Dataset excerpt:
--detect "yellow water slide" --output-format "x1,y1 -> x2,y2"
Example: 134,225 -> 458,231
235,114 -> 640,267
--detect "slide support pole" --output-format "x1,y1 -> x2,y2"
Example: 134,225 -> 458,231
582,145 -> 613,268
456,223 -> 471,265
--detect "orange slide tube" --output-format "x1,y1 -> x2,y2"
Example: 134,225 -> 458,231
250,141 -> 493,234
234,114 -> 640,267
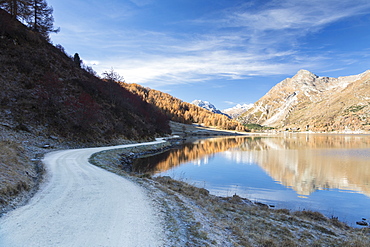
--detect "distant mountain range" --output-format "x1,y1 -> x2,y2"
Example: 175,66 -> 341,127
239,70 -> 370,132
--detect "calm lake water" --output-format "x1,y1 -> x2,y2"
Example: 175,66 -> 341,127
134,134 -> 370,226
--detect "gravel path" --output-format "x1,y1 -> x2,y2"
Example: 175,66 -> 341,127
0,141 -> 164,247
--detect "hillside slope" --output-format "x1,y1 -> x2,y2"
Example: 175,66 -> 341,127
239,70 -> 370,132
0,9 -> 169,141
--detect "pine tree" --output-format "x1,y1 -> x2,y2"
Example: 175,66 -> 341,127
0,0 -> 30,20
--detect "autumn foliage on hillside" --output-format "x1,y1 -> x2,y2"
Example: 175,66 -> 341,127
122,83 -> 245,131
0,9 -> 170,141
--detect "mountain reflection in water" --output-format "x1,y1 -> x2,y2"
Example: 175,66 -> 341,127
134,134 -> 370,196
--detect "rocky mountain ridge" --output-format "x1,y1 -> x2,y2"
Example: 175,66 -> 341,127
239,70 -> 370,132
222,104 -> 253,118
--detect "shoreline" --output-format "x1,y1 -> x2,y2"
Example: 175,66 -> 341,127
90,138 -> 370,246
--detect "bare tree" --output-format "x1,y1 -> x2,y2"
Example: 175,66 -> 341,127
0,0 -> 31,20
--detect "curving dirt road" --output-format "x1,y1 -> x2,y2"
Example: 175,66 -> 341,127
0,141 -> 164,247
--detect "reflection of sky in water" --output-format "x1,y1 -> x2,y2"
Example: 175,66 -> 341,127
161,150 -> 370,226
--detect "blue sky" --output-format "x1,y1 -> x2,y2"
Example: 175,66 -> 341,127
47,0 -> 370,109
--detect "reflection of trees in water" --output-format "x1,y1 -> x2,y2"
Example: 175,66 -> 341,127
133,137 -> 245,173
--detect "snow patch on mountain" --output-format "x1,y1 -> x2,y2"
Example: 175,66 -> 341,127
191,100 -> 230,118
222,104 -> 253,118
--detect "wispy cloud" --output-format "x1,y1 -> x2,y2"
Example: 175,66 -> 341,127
52,0 -> 370,85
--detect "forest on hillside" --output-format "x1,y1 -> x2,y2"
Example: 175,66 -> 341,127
121,83 -> 246,131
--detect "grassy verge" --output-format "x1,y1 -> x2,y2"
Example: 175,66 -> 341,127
91,143 -> 370,246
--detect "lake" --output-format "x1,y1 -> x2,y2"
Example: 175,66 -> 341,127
134,133 -> 370,226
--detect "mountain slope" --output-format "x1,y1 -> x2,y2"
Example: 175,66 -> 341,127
239,70 -> 370,131
0,9 -> 170,210
222,104 -> 253,119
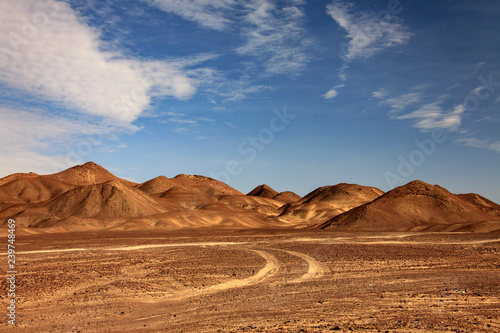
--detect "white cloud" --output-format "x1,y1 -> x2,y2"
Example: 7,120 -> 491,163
372,90 -> 422,113
236,0 -> 310,75
323,84 -> 345,99
0,107 -> 132,177
323,88 -> 338,99
0,0 -> 202,124
455,136 -> 500,153
327,0 -> 413,61
372,88 -> 388,99
396,102 -> 465,130
144,0 -> 238,30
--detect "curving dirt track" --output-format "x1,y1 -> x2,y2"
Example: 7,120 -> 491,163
0,231 -> 500,332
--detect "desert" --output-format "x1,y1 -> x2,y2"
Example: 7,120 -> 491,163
0,162 -> 500,332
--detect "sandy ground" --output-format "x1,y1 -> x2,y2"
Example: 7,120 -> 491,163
0,230 -> 500,332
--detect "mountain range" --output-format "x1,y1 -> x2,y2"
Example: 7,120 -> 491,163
0,162 -> 500,232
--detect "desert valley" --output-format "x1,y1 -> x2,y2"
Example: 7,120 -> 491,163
0,162 -> 500,332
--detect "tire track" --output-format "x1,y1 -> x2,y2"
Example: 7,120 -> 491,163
276,249 -> 328,283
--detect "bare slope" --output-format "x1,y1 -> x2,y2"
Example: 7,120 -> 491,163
280,183 -> 384,224
247,184 -> 301,203
321,180 -> 495,231
43,162 -> 136,186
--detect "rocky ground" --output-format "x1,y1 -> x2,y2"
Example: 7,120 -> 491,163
0,230 -> 500,332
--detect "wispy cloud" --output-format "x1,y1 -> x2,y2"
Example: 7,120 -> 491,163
323,84 -> 344,99
396,102 -> 465,130
372,89 -> 422,113
327,0 -> 413,61
0,0 -> 207,124
0,106 -> 131,176
236,0 -> 310,75
144,0 -> 238,30
455,136 -> 500,153
143,0 -> 311,76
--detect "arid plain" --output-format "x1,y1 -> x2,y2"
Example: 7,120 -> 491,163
0,163 -> 500,332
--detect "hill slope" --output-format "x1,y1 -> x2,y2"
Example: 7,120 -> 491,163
280,183 -> 384,224
321,180 -> 495,231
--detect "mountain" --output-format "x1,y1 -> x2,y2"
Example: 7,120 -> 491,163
280,183 -> 384,224
247,184 -> 301,203
138,176 -> 177,195
0,162 -> 500,232
43,162 -> 136,186
458,193 -> 500,217
172,174 -> 243,197
320,180 -> 498,231
46,180 -> 166,218
0,175 -> 74,202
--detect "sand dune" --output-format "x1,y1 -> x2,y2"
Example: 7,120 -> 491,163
247,184 -> 301,203
321,180 -> 495,231
280,183 -> 384,223
0,162 -> 500,232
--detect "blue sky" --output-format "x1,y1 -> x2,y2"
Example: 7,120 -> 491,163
0,0 -> 500,202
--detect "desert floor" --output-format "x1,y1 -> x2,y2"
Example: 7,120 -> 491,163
0,230 -> 500,333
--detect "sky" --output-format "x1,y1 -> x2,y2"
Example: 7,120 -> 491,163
0,0 -> 500,203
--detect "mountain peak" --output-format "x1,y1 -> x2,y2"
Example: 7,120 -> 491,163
44,162 -> 135,186
247,184 -> 279,199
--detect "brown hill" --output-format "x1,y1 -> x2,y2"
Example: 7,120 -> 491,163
273,191 -> 302,203
0,176 -> 74,202
217,195 -> 283,216
280,183 -> 384,224
247,184 -> 301,203
46,180 -> 166,219
172,174 -> 243,197
458,193 -> 500,217
43,162 -> 137,186
247,184 -> 279,199
321,180 -> 495,231
0,172 -> 39,186
138,176 -> 177,195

■ **Written instruction**
Copy the records above exactly. The pictures are not part of the copy.

■ **Written answer**
--detect "yellow water slide" --output-format "x1,y1 -> x2,y2"
Example: 134,225 -> 458,231
235,114 -> 640,267
--detect "slide support pole" --output-format "x1,y1 -> x2,y2"
Example: 134,225 -> 458,231
582,145 -> 613,268
456,223 -> 471,265
--detect "orange slide tube" --output-format "x1,y1 -> x2,y2"
Example: 134,225 -> 458,231
250,141 -> 493,234
234,114 -> 640,267
--detect "distant mountain range" --output-format "x1,y1 -> x2,y2"
Example: 175,66 -> 341,127
239,70 -> 370,132
--detect "calm lake water" --output-format "x1,y1 -> x2,y2"
Example: 175,66 -> 341,127
134,134 -> 370,226
--detect "gravel path" --output-format "x1,y1 -> x2,y2"
Example: 175,66 -> 341,127
0,141 -> 164,247
--detect "hillside slope" --output-format "x1,y1 -> x2,y2"
Example: 175,66 -> 341,127
239,70 -> 370,132
0,9 -> 169,141
--detect "pine tree" --output-format "x1,y1 -> x2,y2"
Example: 175,66 -> 341,127
0,0 -> 30,20
--detect "autumn foliage on hillside" --output-format "x1,y1 -> x2,y2"
Example: 175,66 -> 341,127
122,83 -> 245,131
0,9 -> 170,141
--detect "mountain reflection in water" --output-format "x1,y1 -> x2,y2"
Example: 175,66 -> 341,127
134,134 -> 370,196
--detect "rocky mountain ridge" --output-format "x1,y1 -> x2,y2"
Example: 175,66 -> 341,127
239,70 -> 370,132
222,104 -> 253,118
--detect "shoreline" --output-format "x1,y1 -> x2,y2"
Example: 175,66 -> 341,127
90,138 -> 370,246
--detect "bare tree" --output-format "x1,y1 -> x2,y2"
Example: 175,66 -> 341,127
0,0 -> 31,20
--detect "curving dirt road" --output-format "x1,y1 -> x2,y2"
Example: 175,66 -> 341,127
0,141 -> 164,247
--detect "reflection of sky in water" --output-format "x1,y1 -> x2,y2"
Example: 175,66 -> 341,127
161,150 -> 370,226
--detect "blue sky" --output-format "x1,y1 -> x2,y2"
Example: 175,66 -> 341,127
47,0 -> 370,109
--detect "reflection of trees in water" --output-format "x1,y1 -> x2,y2"
Example: 175,66 -> 341,127
133,137 -> 245,173
--detect "snow patch on mountain" --output-format "x1,y1 -> x2,y2"
Example: 175,66 -> 341,127
191,100 -> 230,118
222,104 -> 253,118
--detect "wispy cloud" --output-format "x1,y1 -> x2,y2"
Example: 175,66 -> 341,127
52,0 -> 370,85
--detect "forest on hillside" --output-format "x1,y1 -> x2,y2"
Example: 175,66 -> 341,127
121,83 -> 246,131
--detect "grassy verge" --output-format "x1,y1 -> x2,y2"
Example: 175,66 -> 341,127
91,143 -> 370,246
--detect "lake" --output-format "x1,y1 -> x2,y2"
Example: 175,66 -> 341,127
134,133 -> 370,226
--detect "mountain slope" --output-format "x1,y1 -> x2,y2"
Example: 175,66 -> 341,127
239,70 -> 370,131
0,9 -> 170,210
222,104 -> 253,119
--detect "white cloud" --output-format "x1,y1 -> x2,y2"
Example: 7,120 -> 491,163
372,90 -> 422,113
236,0 -> 310,75
323,84 -> 345,99
0,107 -> 132,177
323,88 -> 338,99
0,0 -> 202,124
455,136 -> 500,153
327,0 -> 413,61
372,88 -> 388,99
396,102 -> 465,130
144,0 -> 238,30
--detect "curving dirt track" --output-format "x1,y1 -> x2,y2"
Example: 7,120 -> 491,163
0,231 -> 500,332
--detect "desert" --output-format "x1,y1 -> x2,y2"
Example: 7,120 -> 491,163
0,162 -> 500,332
--detect "sandy ground" --output-format "x1,y1 -> x2,y2"
Example: 7,120 -> 491,163
0,230 -> 500,332
--detect "mountain range" --output-format "x1,y1 -> x2,y2"
Example: 7,120 -> 491,163
0,162 -> 500,232
--detect "desert valley" --output-format "x1,y1 -> x2,y2"
Example: 7,120 -> 491,163
0,162 -> 500,332
--detect "tire track" --output-format "x1,y1 -> x2,y2"
Example: 7,120 -> 491,163
276,249 -> 328,283
--detect "bare slope" --output-format "x1,y1 -> x2,y2"
Example: 7,120 -> 491,163
280,183 -> 384,224
247,184 -> 301,203
321,180 -> 495,231
43,162 -> 136,186
--detect "rocky ground" --output-format "x1,y1 -> x2,y2"
Example: 7,120 -> 491,163
0,230 -> 500,332
--detect "wispy cloud" --output-format "x1,y1 -> x2,y2"
Example: 7,120 -> 491,163
323,84 -> 344,99
396,102 -> 465,130
372,89 -> 422,113
327,0 -> 413,61
0,0 -> 207,124
0,106 -> 131,176
236,0 -> 310,75
144,0 -> 238,30
455,136 -> 500,153
143,0 -> 311,76
--detect "arid plain" --output-format "x1,y1 -> x2,y2"
Example: 7,120 -> 491,163
0,163 -> 500,332
--detect "hill slope" --output-format "x1,y1 -> x2,y2"
Example: 7,120 -> 491,163
280,183 -> 384,224
321,180 -> 495,231
--detect "mountain" --output-format "x1,y1 -> x2,y2"
Example: 7,120 -> 491,163
280,183 -> 384,224
247,184 -> 301,203
138,176 -> 177,195
0,162 -> 500,232
43,162 -> 136,186
458,193 -> 500,217
172,174 -> 243,197
320,180 -> 498,231
46,180 -> 166,218
0,175 -> 74,202
--detect "sand dune" --output-format "x1,y1 -> x2,y2"
Example: 7,120 -> 491,163
247,184 -> 301,203
321,180 -> 495,231
280,183 -> 384,223
0,162 -> 500,232
--detect "blue sky" --output-format "x1,y1 -> x2,y2"
Example: 7,120 -> 491,163
0,0 -> 500,202
--detect "desert floor" --output-format "x1,y1 -> x2,y2"
Example: 7,120 -> 491,163
0,230 -> 500,333
--detect "sky" --output-format "x1,y1 -> x2,y2"
Example: 7,120 -> 491,163
0,0 -> 500,203
--detect "mountain peak" --output-format "x1,y1 -> x2,y2"
Example: 7,120 -> 491,163
44,162 -> 135,186
247,184 -> 279,199
--detect "brown hill" --output-format "x1,y1 -> x2,y2"
Example: 7,120 -> 491,163
273,191 -> 302,203
0,176 -> 74,202
217,195 -> 283,216
280,183 -> 384,224
247,184 -> 301,203
46,180 -> 166,219
172,174 -> 243,197
458,193 -> 500,217
43,162 -> 137,186
247,184 -> 279,199
321,180 -> 495,231
0,172 -> 39,186
138,176 -> 177,195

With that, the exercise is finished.